%%

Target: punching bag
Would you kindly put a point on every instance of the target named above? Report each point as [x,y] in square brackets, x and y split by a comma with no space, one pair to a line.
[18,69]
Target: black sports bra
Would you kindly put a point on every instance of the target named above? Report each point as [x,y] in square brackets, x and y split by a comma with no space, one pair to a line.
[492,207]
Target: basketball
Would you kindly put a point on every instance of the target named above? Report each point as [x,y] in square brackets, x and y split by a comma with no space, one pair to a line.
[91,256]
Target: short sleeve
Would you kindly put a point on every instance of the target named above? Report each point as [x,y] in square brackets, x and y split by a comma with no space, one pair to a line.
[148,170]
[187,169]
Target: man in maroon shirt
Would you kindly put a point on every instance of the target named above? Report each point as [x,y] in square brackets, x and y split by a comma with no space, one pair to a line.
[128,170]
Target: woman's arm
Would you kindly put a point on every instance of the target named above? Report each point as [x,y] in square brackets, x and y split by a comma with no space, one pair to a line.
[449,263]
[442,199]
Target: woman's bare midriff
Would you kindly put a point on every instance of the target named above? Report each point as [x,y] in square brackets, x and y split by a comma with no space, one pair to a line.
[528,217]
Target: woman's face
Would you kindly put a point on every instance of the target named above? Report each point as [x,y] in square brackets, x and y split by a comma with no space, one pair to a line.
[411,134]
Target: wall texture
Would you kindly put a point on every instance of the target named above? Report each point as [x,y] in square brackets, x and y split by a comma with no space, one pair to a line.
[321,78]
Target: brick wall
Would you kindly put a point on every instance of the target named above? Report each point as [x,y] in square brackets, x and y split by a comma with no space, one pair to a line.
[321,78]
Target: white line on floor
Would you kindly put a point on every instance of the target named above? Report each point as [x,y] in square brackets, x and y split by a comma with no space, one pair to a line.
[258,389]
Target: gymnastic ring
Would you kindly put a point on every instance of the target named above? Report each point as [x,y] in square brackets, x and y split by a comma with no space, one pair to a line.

%%

### Objective
Rewrite the listing above, changing "put a point on" to "mark" everywhere and leaving everything else as it is.

### Solved exercise
Target: punching bag
Would you kindly mark every instance of the target named above? Report each point as [x,y] in square brackets, x and y split by a comma with no space, one pair to a line.
[18,69]
Target: black sports bra
Would you kindly mark every instance of the target named above? Report each point as [x,y] in square brackets, x and y split by a comma with no space, one pair to a line.
[492,207]
Target: basketball
Would you kindly mark every instance of the target named above? Report each point as [x,y] in square brackets, x and y split by a comma with no space, one pair to a line.
[91,256]
Target: short sleeve
Would you kindly mark every instance of the target named above? Report each point as [x,y] in square brackets, x and y split by a comma with no space, one pair to a line.
[148,170]
[187,169]
Target: man in maroon shirt
Would you kindly mark every instance of the target named above? Report each point as [x,y] in square brackets, x and y split by a comma with no space, one pair to a line.
[128,170]
Target: woman's arm
Would you kindly mark every instance of the target named above? Report each point as [x,y] in square brackets, x and y split by a comma with no space, one pair to a line.
[449,263]
[442,199]
Target: woman's bare midriff
Would you kindly mark every instance of the target named above? Report each point as [x,y] in square brackets, x and y split by a comma with no space, one pair to a line.
[528,217]
Target: woman's face
Would you kindly mark every instance of the target named above? Report each point as [x,y] in square brackets, x and y split by a comma with no space, one pair to a line.
[411,134]
Target: wall texture
Would you kindly mark every instance of the target named above? Report each point as [x,y] in square brackets, x and y split by a comma with no space, one pair to a line.
[321,78]
Target: brick wall
Would you kindly mark every instance of the target named above? Report each point as [x,y] in square brackets, x and y split by a comma with no space, one pair to a line.
[321,78]
Target: white line on floor
Would you kindly mark every instance of the target named above? Report each point as [x,y] in square brackets, x and y split by a comma with no space, one pair to a line.
[258,389]
Target: gymnastic ring
Would you kindly mark every instance of the target named above? Report each point as [x,y] in square brackets, x and y split by a comma with no space, one pair to a line.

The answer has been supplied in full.